• Provided records:
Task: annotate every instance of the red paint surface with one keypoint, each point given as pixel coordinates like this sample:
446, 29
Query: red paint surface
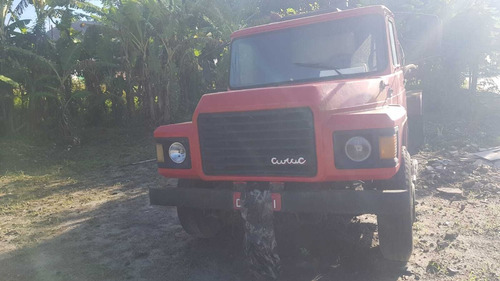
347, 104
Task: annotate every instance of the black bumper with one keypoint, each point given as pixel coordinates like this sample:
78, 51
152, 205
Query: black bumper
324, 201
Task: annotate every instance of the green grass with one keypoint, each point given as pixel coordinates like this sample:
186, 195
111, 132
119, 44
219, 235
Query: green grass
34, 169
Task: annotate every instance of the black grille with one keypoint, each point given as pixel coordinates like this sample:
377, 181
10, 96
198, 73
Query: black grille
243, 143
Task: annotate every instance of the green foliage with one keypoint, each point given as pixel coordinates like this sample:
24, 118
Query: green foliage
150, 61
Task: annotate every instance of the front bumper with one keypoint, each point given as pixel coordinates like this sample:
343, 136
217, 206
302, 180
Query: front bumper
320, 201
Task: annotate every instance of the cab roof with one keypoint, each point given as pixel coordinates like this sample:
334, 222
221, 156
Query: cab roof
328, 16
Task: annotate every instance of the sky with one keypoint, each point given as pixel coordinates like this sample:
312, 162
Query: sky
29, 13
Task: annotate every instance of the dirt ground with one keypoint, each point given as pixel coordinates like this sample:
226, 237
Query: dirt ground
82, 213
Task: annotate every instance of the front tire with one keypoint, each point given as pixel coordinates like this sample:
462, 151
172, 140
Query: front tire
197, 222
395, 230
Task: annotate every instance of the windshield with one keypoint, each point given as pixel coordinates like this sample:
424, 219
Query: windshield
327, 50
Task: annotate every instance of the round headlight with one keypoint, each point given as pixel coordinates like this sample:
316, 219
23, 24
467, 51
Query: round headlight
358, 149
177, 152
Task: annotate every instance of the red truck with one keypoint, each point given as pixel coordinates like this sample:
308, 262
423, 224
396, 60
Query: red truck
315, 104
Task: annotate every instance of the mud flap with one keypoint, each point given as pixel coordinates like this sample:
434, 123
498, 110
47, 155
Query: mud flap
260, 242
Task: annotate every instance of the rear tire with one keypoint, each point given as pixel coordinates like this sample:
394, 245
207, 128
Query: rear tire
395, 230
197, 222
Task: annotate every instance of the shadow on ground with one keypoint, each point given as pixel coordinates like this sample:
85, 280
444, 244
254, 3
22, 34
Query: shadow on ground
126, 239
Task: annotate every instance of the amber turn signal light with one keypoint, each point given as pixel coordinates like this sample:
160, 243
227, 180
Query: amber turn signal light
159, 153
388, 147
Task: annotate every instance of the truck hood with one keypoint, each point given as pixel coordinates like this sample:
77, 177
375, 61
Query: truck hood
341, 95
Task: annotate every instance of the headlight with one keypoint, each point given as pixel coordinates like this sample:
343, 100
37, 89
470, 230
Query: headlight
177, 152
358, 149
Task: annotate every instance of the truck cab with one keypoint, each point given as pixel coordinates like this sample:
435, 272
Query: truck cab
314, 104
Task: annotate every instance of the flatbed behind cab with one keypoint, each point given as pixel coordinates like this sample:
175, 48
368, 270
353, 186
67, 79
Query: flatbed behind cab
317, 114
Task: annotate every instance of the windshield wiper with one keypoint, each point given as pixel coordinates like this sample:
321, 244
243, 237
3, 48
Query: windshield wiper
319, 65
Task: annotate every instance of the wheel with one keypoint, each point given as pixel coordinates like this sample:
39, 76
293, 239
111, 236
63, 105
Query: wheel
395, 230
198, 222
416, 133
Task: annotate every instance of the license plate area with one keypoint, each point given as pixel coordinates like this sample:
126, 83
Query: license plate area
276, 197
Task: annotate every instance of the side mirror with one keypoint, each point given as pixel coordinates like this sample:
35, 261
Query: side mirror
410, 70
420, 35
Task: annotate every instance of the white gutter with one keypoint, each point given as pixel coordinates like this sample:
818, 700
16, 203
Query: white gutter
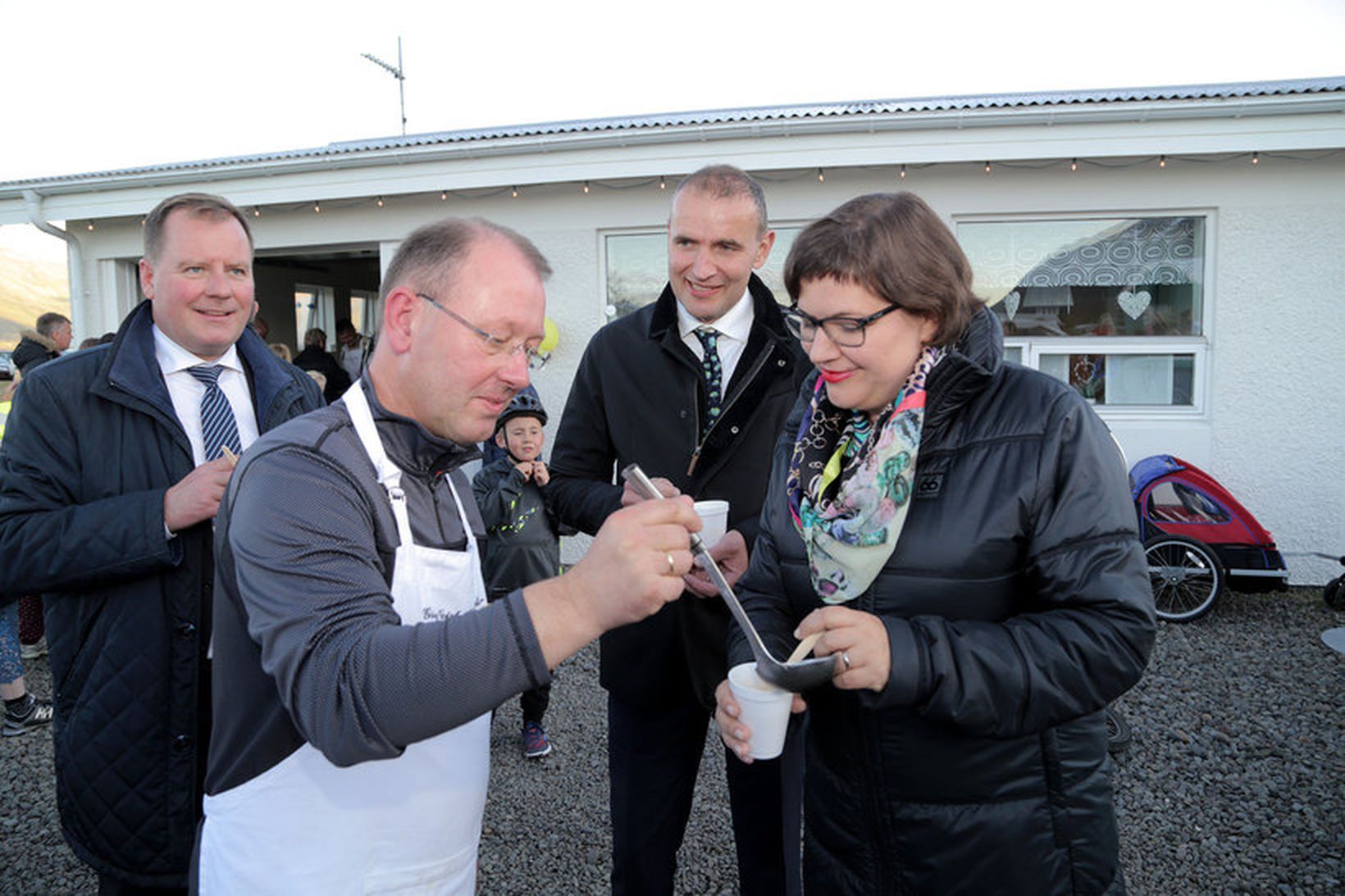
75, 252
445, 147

• Task description: Could you restate the material word for word, omitting the pictures?

• Solution to the exercise:
Task: annotate every instance of the red paint surface with one keypoint, each point given as pixel coordinates like this sample:
446, 29
Query: red paint surface
347, 104
Task: annotate every instance of the black bumper with one keypoint, each point given as pixel coordinates like this sample:
78, 51
152, 205
Query: black bumper
324, 201
Task: annotate every instance of the green grass with one keypoint, each point given as pixel coordinates like this sample:
186, 195
111, 132
119, 44
219, 235
Query: green grass
34, 169
Task: annotate every instance of the black grille with one keypoint, each point given as pixel coordinates like this sample:
377, 181
10, 96
198, 73
Query: black grille
243, 143
Task: annotate every instance of the green foliage with one keypoint, each point given as pixel coordinates like this sample:
24, 118
Query: green foliage
150, 61
Task: annotate every instance of the front bumper with one keypoint, each point given as pixel coordinates like this sample:
343, 136
217, 206
302, 180
Query: front bumper
320, 201
Task: annotate every instance of the cab roof with one keypoint, each point given as pixel coordinates like this sample:
334, 222
221, 156
Query: cab roof
328, 16
Task: annotate every instance of the sky with one keypoint, each point given as pixel coordinates like this sample:
312, 162
Query: sky
29, 13
Task: annotate every instance of the dirt ground with one keypoint, each point given as pixel coordinates like this sample:
226, 237
Query: dirt ground
82, 213
Task: annotate every instance of the front tire with one keypoint, each point given as pixel coordinates like this sample:
462, 151
172, 140
Query: front tire
197, 222
395, 230
Task: annotate every instance of the windshield with one keypoint, each point given as pixel coordinates like this sample:
424, 219
Query: windshield
327, 50
Task: annotate every instance of the round headlight with one keypoint, each point given as pixel coordinates like this sample:
316, 219
23, 24
467, 51
Query: round headlight
358, 149
177, 152
Task: annotate every instance of the red truck with one keypoint, each point given as pixel coordinates like this sample:
308, 262
423, 224
396, 60
Query: red truck
315, 104
Task: annotate every instance of the mud flap with one keypoint, each point given as pixel coordinates like this sample:
434, 123
498, 110
47, 155
Query: mud flap
260, 242
Task: annotate every instance of the rear tire with one keypoint, each point given as pixel coordinates like this sample:
394, 245
207, 128
Query: rear tire
395, 230
197, 222
Task: annotate every instance of the shadow on ground with one keypoint, each point given as pixel coordinates like this sample:
85, 280
444, 244
254, 3
22, 34
Query: shadow on ground
126, 239
Task: annotate every instance of the amber turn signal light with one keypoint, each point given as pixel coordinates like this sample:
160, 243
227, 180
Query: amber turn signal light
159, 153
388, 147
Task: annotate every instance of the truck hood with one keypoint, each point given as pixel coordinates like this sample:
77, 177
375, 61
Query: truck hood
341, 95
Task: annotate every instance of the headlight with one keypoint, each point given as pixel coordinates like this sample:
343, 100
37, 89
470, 230
Query: headlight
177, 152
358, 149
Task: annotate every instance of the truck cab with one keypoint, each point given as pixel coordinates like this sample:
435, 272
Query: truck cab
314, 104
Task: annotate every instance of the flatbed behind cab with one keypoint, each point given as pixel coordinates like this sample:
175, 48
368, 270
353, 186
67, 79
Query: flatbed behind cab
317, 114
Task: annotate every instance of the windshield wiper with one keypoint, each point given as pixel coordinates like this sample:
321, 244
243, 237
3, 48
Query: windshield wiper
319, 65
Task: annotate every instance of the wheel with one keypoint, each point given as pixel coordinates like this sample:
39, 76
293, 239
111, 236
63, 105
Query: wheel
395, 230
198, 222
416, 133
Task: annotate every instance of the license plate area with one keypoint, each point given as pixel coordinates like this sample:
126, 83
Query: license plate area
276, 197
Task: annotate every instance of the side mirror with one keypoint, each point given as pixel coordinates like this sample:
35, 261
Query: side mirror
410, 70
420, 35
Task: annotate every instance of the white gutter with one keypoint, each point given as pixel coordinates like this sample:
818, 700
16, 203
Query: white gutter
75, 252
445, 147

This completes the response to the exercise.